Reproduce every entry word for word.

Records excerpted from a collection
+ + +

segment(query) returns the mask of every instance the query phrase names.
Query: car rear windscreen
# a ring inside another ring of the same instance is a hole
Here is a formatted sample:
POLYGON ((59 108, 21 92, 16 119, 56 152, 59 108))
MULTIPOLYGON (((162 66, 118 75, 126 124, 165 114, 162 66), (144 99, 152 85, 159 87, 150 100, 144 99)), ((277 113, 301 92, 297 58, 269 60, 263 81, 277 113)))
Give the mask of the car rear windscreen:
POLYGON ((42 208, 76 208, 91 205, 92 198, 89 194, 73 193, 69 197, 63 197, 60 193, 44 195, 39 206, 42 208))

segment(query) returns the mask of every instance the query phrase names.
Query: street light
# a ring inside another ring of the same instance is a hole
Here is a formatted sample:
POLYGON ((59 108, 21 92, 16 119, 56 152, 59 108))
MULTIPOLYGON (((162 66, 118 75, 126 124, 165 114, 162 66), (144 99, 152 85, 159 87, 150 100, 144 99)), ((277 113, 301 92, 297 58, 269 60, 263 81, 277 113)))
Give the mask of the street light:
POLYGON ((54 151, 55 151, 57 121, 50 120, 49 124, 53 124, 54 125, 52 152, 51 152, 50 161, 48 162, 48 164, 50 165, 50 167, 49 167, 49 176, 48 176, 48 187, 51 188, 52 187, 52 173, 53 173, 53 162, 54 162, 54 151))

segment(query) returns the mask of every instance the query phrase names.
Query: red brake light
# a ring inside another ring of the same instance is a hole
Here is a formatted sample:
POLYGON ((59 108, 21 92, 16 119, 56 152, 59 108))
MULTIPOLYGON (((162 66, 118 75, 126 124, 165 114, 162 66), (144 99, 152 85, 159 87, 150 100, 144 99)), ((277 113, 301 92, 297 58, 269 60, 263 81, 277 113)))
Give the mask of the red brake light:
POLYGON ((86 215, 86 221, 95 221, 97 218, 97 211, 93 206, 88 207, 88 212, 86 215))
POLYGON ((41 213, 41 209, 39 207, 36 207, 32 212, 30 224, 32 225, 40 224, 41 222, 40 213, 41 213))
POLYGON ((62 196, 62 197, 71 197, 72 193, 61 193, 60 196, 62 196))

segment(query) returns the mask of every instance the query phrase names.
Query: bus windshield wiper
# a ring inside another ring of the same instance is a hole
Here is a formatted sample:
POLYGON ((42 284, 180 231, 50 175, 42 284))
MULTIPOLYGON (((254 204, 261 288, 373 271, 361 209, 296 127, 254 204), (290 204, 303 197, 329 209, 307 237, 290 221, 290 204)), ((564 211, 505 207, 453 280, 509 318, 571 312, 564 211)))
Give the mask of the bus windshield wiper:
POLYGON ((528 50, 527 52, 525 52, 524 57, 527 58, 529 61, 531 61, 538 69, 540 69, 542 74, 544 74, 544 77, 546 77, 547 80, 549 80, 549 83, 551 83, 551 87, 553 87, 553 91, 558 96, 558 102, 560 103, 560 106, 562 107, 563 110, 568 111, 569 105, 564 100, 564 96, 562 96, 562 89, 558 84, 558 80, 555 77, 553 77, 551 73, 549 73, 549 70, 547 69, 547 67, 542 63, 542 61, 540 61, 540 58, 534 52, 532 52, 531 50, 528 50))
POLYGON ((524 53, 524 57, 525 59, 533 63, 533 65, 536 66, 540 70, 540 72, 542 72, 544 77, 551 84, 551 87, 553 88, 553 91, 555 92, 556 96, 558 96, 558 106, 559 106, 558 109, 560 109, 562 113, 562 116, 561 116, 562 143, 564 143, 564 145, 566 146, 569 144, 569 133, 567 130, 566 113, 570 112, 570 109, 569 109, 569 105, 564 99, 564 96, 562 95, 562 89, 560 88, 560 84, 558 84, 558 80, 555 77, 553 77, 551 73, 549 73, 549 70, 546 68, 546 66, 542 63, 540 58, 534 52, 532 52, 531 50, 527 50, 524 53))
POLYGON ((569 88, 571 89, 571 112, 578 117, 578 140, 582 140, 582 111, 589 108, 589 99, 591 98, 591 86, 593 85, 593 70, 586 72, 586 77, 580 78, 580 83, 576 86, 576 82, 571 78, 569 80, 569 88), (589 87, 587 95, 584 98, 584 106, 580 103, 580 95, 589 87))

+ + +

§ ANSWER TO THIS EXERCISE:
segment(query) returns the mask of every instance the query phrase names.
Query: car rear windscreen
# a ring inside another ring of the same instance is a hole
Here is a formatted sample:
POLYGON ((59 108, 21 92, 16 119, 56 152, 59 108))
MULTIPOLYGON (((162 66, 118 75, 126 124, 165 114, 162 66), (144 99, 152 85, 159 87, 150 100, 144 99)), ((277 113, 301 92, 297 58, 269 60, 263 81, 277 113)))
Give the mask of the car rear windscreen:
POLYGON ((42 208, 76 208, 91 205, 92 198, 89 194, 73 193, 69 197, 63 197, 60 193, 44 195, 39 206, 42 208))

segment(query) returns the mask of every instance the query phrase names.
Query: street light
# a ring inside another ring of the same instance is a hole
Here is a formatted sample:
POLYGON ((59 108, 21 92, 16 119, 56 152, 59 108))
MULTIPOLYGON (((162 66, 118 75, 126 124, 165 114, 162 66), (144 99, 152 85, 159 87, 150 100, 144 99)), ((277 113, 301 92, 297 58, 269 60, 263 81, 277 113)))
Give the mask of the street light:
POLYGON ((54 151, 55 151, 57 121, 50 120, 49 124, 53 124, 54 125, 52 152, 51 152, 50 161, 48 162, 48 164, 50 165, 50 167, 49 167, 49 176, 48 176, 48 187, 51 188, 52 187, 52 173, 53 173, 53 162, 54 162, 54 151))

segment(query) returns the mask of every instance the query phrase names.
Query: red brake light
# a ring inside another ring of the same instance is a hole
Here is a formatted sample:
POLYGON ((59 108, 21 92, 16 119, 56 152, 59 108))
MULTIPOLYGON (((162 66, 118 75, 126 124, 165 114, 162 66), (144 99, 152 85, 159 87, 150 100, 144 99)), ((277 113, 301 92, 297 58, 269 60, 263 81, 277 113)))
Give the mask of the red brake light:
POLYGON ((86 215, 86 221, 95 221, 97 218, 97 211, 93 206, 88 207, 88 212, 86 215))
POLYGON ((41 213, 41 209, 39 207, 36 207, 32 212, 30 224, 32 225, 40 224, 41 222, 40 213, 41 213))
POLYGON ((62 196, 62 197, 71 197, 72 193, 61 193, 60 196, 62 196))

segment(query) returns the mask of every instance the query phrase names.
Query: bus windshield wiper
# a ring inside another ring of the same instance is a hole
Here is a formatted sample:
POLYGON ((42 284, 180 231, 50 175, 42 284))
MULTIPOLYGON (((254 204, 261 288, 373 271, 361 209, 296 127, 254 204), (290 204, 303 197, 329 209, 307 237, 290 221, 290 204)), ((564 211, 505 207, 453 280, 509 318, 571 312, 564 211)))
Give the mask of the bus windshield wiper:
POLYGON ((528 50, 527 52, 525 52, 524 57, 527 58, 529 61, 531 61, 538 69, 540 69, 542 74, 544 74, 544 77, 546 77, 547 80, 549 80, 549 83, 551 83, 551 87, 553 87, 553 91, 558 96, 558 102, 560 103, 560 106, 562 107, 563 110, 568 111, 569 105, 564 100, 564 96, 562 96, 562 89, 558 84, 558 80, 555 77, 553 77, 551 73, 549 73, 549 70, 547 69, 547 67, 542 63, 542 61, 540 61, 540 58, 534 52, 532 52, 531 50, 528 50))
POLYGON ((524 53, 524 57, 525 59, 533 63, 533 65, 536 66, 540 70, 540 72, 542 72, 544 77, 551 84, 551 87, 553 88, 553 91, 555 92, 556 96, 558 96, 558 106, 559 106, 558 109, 560 109, 562 113, 562 116, 561 116, 562 143, 564 143, 564 145, 566 146, 569 144, 569 133, 567 130, 566 113, 570 112, 570 109, 569 109, 569 105, 564 99, 564 96, 562 95, 562 89, 560 88, 560 84, 558 84, 558 80, 555 77, 553 77, 551 73, 549 73, 549 70, 546 68, 546 66, 542 63, 540 58, 534 52, 532 52, 531 50, 527 50, 524 53))
POLYGON ((569 88, 571 89, 571 112, 578 117, 578 140, 582 140, 582 111, 589 108, 589 99, 591 98, 591 86, 593 85, 593 70, 586 72, 586 77, 580 78, 580 83, 576 86, 576 82, 571 78, 569 80, 569 88), (589 87, 587 95, 584 98, 584 106, 580 103, 580 95, 589 87))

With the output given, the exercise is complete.